Challenge 1
In the perf results below, what percentage of overhead does udl_render_hline account for with the patch applied?

Passage
::::
Looks like that patch makes not that much of a difference.

Below are results of perf.

Without patch:
----------------------------->8-------------------------------------------
 91.46% kmscube  [kernel.kallsyms]        [k] udl_render_hline
 2.15%  kmscube  [kernel.kallsyms]        [k] __divsi3
 1.09%  kmscube  [kernel.kallsyms]        [k] mmioset
 0.48%  kmscube  [kernel.kallsyms]        [k] _raw_spin_unlock_irq
 0.48%  kmscube  [kernel.kallsyms]        [k] v7_dma_clean_range
 0.34%  kmscube  [kernel.kallsyms]        [k] _raw_spin_unlock_irqrestore
 0.28%  kmscube  [kernel.kallsyms]        [k] l2c210_clean_range
 0.25%  kmscube  [kernel.kallsyms]        [k] shmem_getpage_gfp.constprop.4
 0.18%  kmscube  [kernel.kallsyms]        [k] lock_acquire

With patch:
----------------------------->8-------------------------------------------
 94.81% kmscube  [kernel.kallsyms]        [k] udl_render_hline
 0.88%  kmscube  [kernel.kallsyms]        [k] mmioset
 0.44%  kmscube  [kernel.kallsyms]        [k] _raw_spin_unlock_irq
 0.38%  kmscube  [kernel.kallsyms]        [k] v7_dma_clean_range
 0.33%  kmscube  [kernel.kallsyms]        [k] _raw_spin_unlock_irqrestore
 0.22%  kmscube  [kernel.kallsyms]        [k] l2c210_clean_range
 0.16%  kmscube  [kernel.kallsyms]        [k] shmem_getpage_gfp.constprop.4
 0.16%  kmscube  [kernel.kallsyms]        [k] udl_handle_damage
 0.16%  kmscube  [kernel.kallsyms]        [k] lock_acquire
----------------------------->8-------------------------------------------

There is no mode __divsi3 function in perf results, so patch works.
But this function was just ~2% of overall overhead.

-Alexey
::::
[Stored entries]

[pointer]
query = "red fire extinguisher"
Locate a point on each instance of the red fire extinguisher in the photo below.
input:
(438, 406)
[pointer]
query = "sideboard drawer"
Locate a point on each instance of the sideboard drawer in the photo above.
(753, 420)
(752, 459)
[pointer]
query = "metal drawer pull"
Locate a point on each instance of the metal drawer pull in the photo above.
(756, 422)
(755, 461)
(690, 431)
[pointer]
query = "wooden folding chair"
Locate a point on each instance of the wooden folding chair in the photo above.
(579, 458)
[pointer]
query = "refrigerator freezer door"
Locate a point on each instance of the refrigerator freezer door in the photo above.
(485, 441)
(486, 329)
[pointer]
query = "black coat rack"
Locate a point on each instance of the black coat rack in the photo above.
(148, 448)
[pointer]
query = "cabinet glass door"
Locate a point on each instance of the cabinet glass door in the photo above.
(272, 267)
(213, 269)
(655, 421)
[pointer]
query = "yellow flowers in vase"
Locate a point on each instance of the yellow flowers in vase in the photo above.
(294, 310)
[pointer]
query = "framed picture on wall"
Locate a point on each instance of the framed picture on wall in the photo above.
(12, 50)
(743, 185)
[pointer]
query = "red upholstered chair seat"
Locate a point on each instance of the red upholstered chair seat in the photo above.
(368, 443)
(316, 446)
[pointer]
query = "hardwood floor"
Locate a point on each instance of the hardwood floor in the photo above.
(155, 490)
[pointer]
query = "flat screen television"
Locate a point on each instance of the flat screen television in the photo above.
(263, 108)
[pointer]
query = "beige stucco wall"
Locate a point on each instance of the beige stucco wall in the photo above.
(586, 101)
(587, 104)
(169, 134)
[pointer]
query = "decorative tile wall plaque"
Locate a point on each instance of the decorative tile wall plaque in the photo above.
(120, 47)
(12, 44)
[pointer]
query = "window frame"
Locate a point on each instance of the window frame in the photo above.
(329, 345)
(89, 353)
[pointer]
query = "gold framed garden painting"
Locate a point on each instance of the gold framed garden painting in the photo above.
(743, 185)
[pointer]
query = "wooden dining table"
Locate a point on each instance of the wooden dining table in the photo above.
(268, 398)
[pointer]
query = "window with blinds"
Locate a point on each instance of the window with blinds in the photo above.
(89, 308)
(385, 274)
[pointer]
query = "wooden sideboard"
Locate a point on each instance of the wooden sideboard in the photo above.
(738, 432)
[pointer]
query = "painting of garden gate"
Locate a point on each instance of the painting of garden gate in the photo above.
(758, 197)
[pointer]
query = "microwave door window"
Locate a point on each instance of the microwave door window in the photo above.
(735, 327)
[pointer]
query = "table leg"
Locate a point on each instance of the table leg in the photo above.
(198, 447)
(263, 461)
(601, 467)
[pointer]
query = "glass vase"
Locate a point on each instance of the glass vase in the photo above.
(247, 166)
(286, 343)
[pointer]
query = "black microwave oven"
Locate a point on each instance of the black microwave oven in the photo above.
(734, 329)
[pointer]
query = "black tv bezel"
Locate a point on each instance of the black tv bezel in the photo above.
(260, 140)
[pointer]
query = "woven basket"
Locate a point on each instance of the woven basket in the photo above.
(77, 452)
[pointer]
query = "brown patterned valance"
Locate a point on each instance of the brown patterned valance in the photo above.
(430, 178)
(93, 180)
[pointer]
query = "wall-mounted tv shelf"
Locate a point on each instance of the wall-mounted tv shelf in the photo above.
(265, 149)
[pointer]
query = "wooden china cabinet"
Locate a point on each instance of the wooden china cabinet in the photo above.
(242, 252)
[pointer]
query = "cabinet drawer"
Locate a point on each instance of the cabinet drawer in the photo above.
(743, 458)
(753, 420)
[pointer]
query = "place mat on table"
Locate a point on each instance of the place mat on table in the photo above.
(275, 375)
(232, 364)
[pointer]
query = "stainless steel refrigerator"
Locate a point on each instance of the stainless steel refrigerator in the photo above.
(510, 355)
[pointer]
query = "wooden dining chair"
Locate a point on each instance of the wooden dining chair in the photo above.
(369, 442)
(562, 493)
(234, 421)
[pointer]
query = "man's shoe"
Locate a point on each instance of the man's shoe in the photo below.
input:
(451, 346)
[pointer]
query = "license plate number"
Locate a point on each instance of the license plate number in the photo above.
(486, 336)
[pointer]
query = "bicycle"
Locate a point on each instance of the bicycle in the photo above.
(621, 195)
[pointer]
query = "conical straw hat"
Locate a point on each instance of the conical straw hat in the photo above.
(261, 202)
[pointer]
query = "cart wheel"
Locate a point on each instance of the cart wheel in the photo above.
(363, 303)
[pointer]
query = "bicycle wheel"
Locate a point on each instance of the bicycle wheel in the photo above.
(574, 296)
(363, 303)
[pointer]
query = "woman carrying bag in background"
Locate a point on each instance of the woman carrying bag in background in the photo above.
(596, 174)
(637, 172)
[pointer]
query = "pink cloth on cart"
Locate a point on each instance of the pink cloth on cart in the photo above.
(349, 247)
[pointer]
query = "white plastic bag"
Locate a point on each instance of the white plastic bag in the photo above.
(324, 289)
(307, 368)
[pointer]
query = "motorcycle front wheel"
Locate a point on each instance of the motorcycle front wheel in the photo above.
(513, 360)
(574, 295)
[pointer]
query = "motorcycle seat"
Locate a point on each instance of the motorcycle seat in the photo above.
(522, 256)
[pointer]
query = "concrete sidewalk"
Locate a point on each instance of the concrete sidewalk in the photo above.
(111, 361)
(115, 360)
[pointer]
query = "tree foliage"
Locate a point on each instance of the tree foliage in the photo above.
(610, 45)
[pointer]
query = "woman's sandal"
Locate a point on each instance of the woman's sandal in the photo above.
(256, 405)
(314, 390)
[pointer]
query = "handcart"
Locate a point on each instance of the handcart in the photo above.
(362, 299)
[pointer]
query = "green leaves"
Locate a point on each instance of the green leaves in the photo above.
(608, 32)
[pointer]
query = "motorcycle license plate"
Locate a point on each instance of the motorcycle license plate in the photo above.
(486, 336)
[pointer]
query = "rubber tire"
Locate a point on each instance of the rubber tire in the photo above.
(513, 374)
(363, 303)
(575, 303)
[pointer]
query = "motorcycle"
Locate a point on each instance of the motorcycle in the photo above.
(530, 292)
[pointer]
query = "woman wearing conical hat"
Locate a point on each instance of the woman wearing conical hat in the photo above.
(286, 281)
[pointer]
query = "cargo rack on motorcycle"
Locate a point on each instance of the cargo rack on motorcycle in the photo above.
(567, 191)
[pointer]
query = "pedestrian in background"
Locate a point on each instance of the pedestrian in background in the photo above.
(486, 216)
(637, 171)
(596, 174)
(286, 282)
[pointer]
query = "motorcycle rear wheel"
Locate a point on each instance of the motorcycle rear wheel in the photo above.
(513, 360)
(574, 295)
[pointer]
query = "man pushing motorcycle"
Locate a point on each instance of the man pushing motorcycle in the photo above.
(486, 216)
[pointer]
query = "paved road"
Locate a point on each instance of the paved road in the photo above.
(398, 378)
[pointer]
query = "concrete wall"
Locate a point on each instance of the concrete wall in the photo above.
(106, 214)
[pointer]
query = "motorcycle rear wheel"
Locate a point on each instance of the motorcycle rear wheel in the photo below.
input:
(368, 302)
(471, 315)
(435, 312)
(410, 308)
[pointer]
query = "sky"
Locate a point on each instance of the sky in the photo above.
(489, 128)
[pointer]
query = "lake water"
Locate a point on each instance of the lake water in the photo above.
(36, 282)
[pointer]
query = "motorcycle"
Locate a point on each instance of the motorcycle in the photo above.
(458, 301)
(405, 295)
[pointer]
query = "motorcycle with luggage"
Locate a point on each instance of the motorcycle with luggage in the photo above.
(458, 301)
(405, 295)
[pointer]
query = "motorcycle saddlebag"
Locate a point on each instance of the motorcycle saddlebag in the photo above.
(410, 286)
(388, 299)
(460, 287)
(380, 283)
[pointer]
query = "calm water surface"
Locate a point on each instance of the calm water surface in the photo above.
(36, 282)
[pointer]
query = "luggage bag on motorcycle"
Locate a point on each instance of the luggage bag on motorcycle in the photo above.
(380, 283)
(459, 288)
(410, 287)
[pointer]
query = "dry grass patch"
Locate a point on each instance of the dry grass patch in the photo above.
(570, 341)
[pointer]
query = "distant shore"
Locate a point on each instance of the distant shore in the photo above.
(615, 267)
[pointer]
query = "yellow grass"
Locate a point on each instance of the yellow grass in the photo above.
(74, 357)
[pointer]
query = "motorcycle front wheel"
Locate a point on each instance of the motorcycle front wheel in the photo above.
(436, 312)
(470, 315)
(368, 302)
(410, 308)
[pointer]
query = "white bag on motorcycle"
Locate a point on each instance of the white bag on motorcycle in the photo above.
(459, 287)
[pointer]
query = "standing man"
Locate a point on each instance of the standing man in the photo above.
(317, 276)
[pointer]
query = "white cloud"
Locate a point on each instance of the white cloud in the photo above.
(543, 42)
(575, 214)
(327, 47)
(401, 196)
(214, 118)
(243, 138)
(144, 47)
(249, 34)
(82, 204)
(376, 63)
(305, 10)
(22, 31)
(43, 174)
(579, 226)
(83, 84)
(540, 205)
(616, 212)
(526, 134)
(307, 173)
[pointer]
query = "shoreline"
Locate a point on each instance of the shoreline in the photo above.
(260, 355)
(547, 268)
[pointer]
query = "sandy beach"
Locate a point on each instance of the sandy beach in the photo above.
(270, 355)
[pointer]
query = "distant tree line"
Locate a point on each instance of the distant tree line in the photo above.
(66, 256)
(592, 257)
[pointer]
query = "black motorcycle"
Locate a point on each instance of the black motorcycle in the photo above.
::::
Challenge 2
Count the lines of the records that contain the word "sandy" and give only the number.

Right answer 1
94.81%

Right answer 2
2